What to work on:
Reproduce everything in the records below from the line containing "Keypoint placement: for each instance of the white sail, imagine" down to the line containing "[(78, 200)]", requests included, and nothing else. Shift every x and y coordinate in the answers by adding 97 to it.

## Begin Provided records

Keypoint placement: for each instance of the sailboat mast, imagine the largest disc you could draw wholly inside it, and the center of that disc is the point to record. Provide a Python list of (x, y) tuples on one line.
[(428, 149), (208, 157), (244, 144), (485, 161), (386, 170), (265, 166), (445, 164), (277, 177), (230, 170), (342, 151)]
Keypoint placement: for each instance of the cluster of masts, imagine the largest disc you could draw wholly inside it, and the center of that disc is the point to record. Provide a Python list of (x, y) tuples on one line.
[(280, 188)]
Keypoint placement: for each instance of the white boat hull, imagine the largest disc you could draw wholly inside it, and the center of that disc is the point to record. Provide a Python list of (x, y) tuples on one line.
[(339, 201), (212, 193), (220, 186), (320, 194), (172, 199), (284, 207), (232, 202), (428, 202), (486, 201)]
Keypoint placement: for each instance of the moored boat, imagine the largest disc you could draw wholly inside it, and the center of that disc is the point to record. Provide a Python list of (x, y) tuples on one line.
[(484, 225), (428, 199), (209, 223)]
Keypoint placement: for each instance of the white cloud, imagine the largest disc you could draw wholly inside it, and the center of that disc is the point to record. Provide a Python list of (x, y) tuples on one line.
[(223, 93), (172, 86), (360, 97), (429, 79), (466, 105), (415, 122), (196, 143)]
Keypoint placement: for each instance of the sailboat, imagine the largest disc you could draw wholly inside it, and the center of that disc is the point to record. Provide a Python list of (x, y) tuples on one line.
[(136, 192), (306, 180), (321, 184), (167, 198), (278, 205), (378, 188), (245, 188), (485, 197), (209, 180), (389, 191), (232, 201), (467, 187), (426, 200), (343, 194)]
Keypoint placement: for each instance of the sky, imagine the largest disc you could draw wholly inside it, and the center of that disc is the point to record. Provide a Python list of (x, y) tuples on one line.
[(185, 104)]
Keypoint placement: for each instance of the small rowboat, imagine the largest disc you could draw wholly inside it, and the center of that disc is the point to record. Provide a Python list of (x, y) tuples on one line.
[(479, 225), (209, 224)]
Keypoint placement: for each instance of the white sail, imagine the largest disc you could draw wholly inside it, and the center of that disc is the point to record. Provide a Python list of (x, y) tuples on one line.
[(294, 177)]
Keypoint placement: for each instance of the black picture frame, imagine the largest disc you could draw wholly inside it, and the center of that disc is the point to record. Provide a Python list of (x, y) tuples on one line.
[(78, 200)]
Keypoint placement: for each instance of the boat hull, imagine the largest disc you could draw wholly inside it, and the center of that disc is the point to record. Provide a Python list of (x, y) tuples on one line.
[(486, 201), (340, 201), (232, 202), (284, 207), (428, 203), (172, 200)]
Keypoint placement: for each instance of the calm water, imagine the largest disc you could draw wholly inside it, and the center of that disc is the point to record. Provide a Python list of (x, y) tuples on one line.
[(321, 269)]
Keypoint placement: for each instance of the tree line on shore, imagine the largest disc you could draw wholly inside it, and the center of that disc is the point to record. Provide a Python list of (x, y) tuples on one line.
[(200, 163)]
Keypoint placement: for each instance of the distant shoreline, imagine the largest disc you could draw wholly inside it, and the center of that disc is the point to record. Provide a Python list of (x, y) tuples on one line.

## End Provided records

Exercise solution:
Keypoint placement: for each instance of the white sail, imagine the largest disc you could draw wholly inside it, and the center of that disc is the point to record. Provide a Python list of (x, y) tuples on one line.
[(391, 274)]
Keypoint placement: for each instance of the black picture frame, imagine the largest disc you could draw wholly inside it, and the center of that disc is the point to record. Provide a Python list of (x, y) tuples on one line.
[(175, 297)]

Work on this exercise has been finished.